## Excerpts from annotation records
------

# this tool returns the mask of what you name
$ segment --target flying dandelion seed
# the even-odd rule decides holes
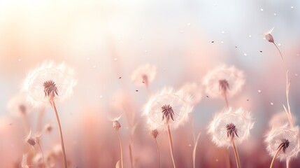
[[[156,78],[157,68],[150,64],[141,65],[131,74],[131,80],[137,86],[148,87]]]

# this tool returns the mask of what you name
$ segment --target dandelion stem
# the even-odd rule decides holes
[[[62,146],[62,154],[64,157],[64,168],[67,168],[68,164],[66,163],[66,150],[64,150],[64,138],[62,136],[62,126],[60,125],[59,117],[58,116],[58,113],[56,108],[55,102],[54,102],[53,99],[50,99],[50,102],[51,104],[52,107],[53,108],[54,111],[55,112],[56,120],[57,122],[58,130],[59,132],[60,144]]]
[[[240,168],[240,158],[238,157],[238,150],[236,150],[236,145],[234,144],[234,140],[233,138],[231,140],[231,144],[232,148],[234,149],[234,156],[236,157],[236,167]]]
[[[28,116],[27,114],[23,114],[22,118],[24,120],[24,124],[25,125],[25,131],[27,132],[29,132],[30,131],[30,123],[29,120],[28,120]]]
[[[280,54],[281,59],[283,59],[283,63],[284,63],[284,64],[285,64],[285,60],[283,59],[283,55],[281,54],[281,51],[280,51],[280,50],[279,50],[278,46],[277,46],[277,45],[276,45],[275,43],[273,43],[273,44],[274,44],[274,46],[276,47],[277,50],[278,50],[278,52],[279,52],[279,54]]]
[[[225,99],[226,107],[228,108],[229,106],[229,103],[228,102],[227,94],[226,93],[226,92],[224,92],[223,95],[224,95],[224,99]]]
[[[148,97],[150,97],[151,96],[151,91],[149,89],[148,85],[145,85],[145,86],[146,86],[146,90],[147,90],[147,94],[148,95]]]
[[[174,168],[176,168],[176,165],[175,164],[174,156],[173,153],[173,151],[172,136],[171,135],[170,125],[169,124],[168,124],[168,134],[169,134],[169,142],[170,144],[171,156],[172,157],[173,165]]]
[[[40,148],[41,153],[42,153],[43,162],[43,167],[45,167],[45,165],[46,165],[46,163],[45,163],[45,162],[44,153],[43,153],[43,152],[42,147],[41,146],[40,143],[37,143],[37,144],[38,144],[38,147]]]
[[[281,144],[279,146],[278,148],[277,149],[276,153],[275,153],[275,155],[274,155],[274,157],[273,157],[272,162],[271,162],[270,168],[272,168],[272,167],[273,167],[273,164],[274,164],[275,158],[276,158],[276,156],[279,154],[279,152],[280,152],[280,150],[283,148],[283,146],[284,146],[284,144]]]
[[[194,144],[194,149],[193,149],[193,168],[196,168],[196,149],[198,146],[198,141],[200,138],[201,132],[198,134],[197,138]]]
[[[43,118],[45,114],[45,108],[43,108],[38,114],[38,130],[42,131],[42,125],[43,125]]]
[[[287,168],[290,167],[290,159],[287,159],[285,163],[287,164]]]
[[[157,149],[157,160],[158,160],[158,168],[159,168],[160,167],[160,164],[159,164],[159,162],[160,162],[160,160],[159,160],[159,148],[158,148],[158,144],[157,144],[157,141],[156,140],[156,138],[155,139],[155,145],[156,145],[156,149]]]
[[[119,142],[120,142],[120,149],[121,150],[121,167],[123,168],[123,150],[122,150],[122,141],[121,141],[121,137],[120,136],[120,132],[119,130],[117,130],[117,137],[119,138]]]
[[[129,156],[130,156],[130,164],[131,165],[131,168],[134,168],[134,161],[132,158],[132,149],[131,149],[131,141],[129,141]]]

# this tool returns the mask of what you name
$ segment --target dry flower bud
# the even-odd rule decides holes
[[[121,125],[117,120],[115,120],[113,122],[113,127],[117,131],[121,127]]]
[[[274,43],[274,38],[273,38],[272,35],[271,35],[271,34],[266,34],[266,39],[270,43]]]
[[[35,146],[36,144],[36,141],[33,138],[29,138],[29,139],[27,139],[27,143],[31,146]]]
[[[157,136],[159,135],[159,132],[157,130],[153,130],[150,131],[150,135],[154,138],[156,139]]]

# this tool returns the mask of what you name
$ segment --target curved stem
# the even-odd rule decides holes
[[[43,131],[43,118],[45,115],[45,108],[43,108],[42,109],[41,109],[41,111],[39,111],[38,113],[38,130],[40,131],[41,132]]]
[[[234,156],[236,157],[236,167],[240,168],[241,167],[240,158],[238,157],[238,150],[236,150],[236,145],[234,144],[234,139],[231,139],[231,144],[232,148],[234,149]]]
[[[130,156],[130,164],[131,165],[131,168],[134,168],[134,160],[132,157],[132,149],[131,149],[131,141],[129,140],[129,156]]]
[[[45,162],[45,157],[44,157],[44,153],[43,153],[43,150],[42,150],[42,147],[41,146],[40,143],[37,143],[37,144],[38,144],[38,147],[40,148],[41,153],[42,153],[43,162],[43,163],[44,163],[44,164],[43,164],[43,167],[45,167],[46,162]]]
[[[197,138],[194,144],[194,149],[193,149],[193,168],[196,168],[196,149],[198,146],[198,141],[200,138],[201,132],[198,134]]]
[[[120,148],[121,150],[121,167],[123,168],[123,151],[122,150],[122,141],[121,141],[121,137],[120,136],[120,132],[119,130],[117,130],[117,137],[119,138],[119,142],[120,142]]]
[[[289,168],[290,167],[290,159],[287,159],[287,160],[285,161],[286,162],[286,164],[287,164],[287,168]]]
[[[169,134],[169,142],[170,144],[171,156],[172,157],[172,161],[173,161],[173,166],[174,167],[174,168],[176,168],[176,165],[175,164],[174,156],[173,153],[173,152],[172,136],[171,135],[170,125],[169,124],[168,124],[168,134]]]
[[[283,144],[279,146],[278,148],[276,150],[276,153],[274,155],[274,157],[273,157],[272,162],[271,162],[270,168],[273,167],[273,164],[274,164],[275,158],[276,158],[276,156],[279,154],[279,152],[283,148]]]
[[[27,132],[29,132],[30,131],[29,120],[28,119],[28,116],[27,114],[23,114],[22,116],[24,120],[24,124],[25,125],[25,131],[26,131],[26,133],[27,134]]]
[[[227,94],[226,93],[226,92],[224,92],[223,96],[224,99],[225,99],[226,107],[228,108],[229,106],[229,103],[228,102]]]
[[[50,99],[50,102],[51,104],[52,107],[53,108],[54,111],[55,112],[56,120],[57,122],[58,130],[59,132],[60,144],[62,146],[62,150],[64,157],[64,168],[67,168],[68,164],[66,163],[66,150],[64,150],[64,138],[62,136],[62,126],[60,125],[59,117],[58,116],[57,110],[56,109],[55,102],[53,99]]]
[[[159,164],[159,162],[160,162],[160,160],[159,160],[159,148],[158,148],[158,144],[157,144],[157,141],[156,140],[156,138],[155,139],[155,145],[156,145],[156,149],[157,149],[157,160],[158,160],[158,168],[159,168],[160,167],[160,164]]]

------

## What is needed
Which lines in the records above contain the string "stem"? Report each of them in full.

## Exercise result
$ segment --target dandelion stem
$ segment --target curved stem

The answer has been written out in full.